Each line holding the string "every" is to be copied from the data.

● ● ●

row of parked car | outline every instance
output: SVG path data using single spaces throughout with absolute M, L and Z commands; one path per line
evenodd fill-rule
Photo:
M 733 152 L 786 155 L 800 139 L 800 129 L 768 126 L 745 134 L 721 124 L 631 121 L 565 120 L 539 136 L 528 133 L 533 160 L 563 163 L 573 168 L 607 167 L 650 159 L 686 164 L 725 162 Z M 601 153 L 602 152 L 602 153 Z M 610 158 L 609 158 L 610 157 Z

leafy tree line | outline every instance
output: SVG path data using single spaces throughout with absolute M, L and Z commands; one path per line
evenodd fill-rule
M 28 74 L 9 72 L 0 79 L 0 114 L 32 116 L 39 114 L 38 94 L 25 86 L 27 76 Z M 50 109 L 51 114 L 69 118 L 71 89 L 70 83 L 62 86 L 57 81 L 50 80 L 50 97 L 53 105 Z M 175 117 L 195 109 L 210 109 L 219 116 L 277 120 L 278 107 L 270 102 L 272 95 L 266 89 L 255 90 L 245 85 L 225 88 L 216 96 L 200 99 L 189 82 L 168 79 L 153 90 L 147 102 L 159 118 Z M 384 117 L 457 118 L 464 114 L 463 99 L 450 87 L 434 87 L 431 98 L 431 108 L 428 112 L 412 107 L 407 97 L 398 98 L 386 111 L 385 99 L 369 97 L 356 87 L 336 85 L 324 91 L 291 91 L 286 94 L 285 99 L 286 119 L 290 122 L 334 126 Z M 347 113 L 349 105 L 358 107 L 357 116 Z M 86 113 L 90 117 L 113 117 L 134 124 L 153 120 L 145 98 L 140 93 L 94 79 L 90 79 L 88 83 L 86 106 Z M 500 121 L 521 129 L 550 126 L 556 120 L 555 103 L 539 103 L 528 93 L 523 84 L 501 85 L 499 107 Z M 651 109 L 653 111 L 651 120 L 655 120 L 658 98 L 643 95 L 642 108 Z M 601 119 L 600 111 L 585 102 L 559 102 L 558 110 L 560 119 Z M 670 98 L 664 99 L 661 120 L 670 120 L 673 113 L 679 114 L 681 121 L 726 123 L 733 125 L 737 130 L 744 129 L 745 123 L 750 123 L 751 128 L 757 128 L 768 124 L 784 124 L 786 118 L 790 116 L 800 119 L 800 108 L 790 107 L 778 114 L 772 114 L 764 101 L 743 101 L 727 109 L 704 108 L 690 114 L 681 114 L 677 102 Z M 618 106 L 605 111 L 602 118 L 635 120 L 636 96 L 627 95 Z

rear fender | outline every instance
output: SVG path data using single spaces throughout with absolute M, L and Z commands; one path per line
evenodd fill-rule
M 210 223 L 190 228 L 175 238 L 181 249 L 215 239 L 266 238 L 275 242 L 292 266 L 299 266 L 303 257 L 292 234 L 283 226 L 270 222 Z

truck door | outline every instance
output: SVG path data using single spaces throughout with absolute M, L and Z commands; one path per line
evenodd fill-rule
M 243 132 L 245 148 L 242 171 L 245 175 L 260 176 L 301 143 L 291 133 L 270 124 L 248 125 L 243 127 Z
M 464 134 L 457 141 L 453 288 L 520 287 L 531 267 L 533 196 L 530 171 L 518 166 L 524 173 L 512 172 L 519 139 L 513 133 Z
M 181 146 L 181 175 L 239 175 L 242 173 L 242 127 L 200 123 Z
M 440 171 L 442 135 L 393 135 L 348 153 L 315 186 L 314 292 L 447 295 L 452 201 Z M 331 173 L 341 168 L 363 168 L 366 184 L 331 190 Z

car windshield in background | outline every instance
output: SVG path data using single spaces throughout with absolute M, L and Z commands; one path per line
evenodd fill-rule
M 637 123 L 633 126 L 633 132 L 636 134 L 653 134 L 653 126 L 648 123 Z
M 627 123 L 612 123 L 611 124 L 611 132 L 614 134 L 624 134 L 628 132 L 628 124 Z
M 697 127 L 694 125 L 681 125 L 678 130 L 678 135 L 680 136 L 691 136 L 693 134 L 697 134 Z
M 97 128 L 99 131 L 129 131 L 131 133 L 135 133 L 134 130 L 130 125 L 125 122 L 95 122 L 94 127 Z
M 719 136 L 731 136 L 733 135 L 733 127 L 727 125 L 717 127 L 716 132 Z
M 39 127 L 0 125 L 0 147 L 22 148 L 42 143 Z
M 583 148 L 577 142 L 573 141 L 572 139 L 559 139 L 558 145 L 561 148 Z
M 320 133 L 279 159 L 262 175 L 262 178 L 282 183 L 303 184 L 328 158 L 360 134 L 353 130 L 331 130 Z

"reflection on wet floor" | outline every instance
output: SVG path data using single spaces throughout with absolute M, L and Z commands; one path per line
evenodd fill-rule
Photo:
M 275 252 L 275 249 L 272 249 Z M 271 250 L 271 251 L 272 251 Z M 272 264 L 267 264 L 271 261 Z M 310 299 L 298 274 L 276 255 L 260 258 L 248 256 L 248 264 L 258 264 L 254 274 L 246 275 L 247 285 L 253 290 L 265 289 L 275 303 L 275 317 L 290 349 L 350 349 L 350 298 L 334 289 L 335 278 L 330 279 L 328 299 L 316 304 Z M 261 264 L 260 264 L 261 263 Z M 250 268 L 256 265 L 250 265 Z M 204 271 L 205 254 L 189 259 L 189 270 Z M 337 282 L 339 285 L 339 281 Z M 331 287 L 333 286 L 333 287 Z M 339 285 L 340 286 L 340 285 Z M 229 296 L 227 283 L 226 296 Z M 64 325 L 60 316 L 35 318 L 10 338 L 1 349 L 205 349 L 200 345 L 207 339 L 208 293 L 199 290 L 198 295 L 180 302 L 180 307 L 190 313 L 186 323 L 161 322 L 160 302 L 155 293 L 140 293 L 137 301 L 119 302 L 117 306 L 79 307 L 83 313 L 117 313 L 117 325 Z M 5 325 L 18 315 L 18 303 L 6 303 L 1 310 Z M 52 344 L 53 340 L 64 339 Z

● ● ●

RESULT FOR THIS TASK:
row of parked car | outline every instance
leafy tree line | outline every instance
rear fender | outline every instance
truck door | outline every instance
car windshield in background | outline every instance
"reflection on wet floor" | outline every instance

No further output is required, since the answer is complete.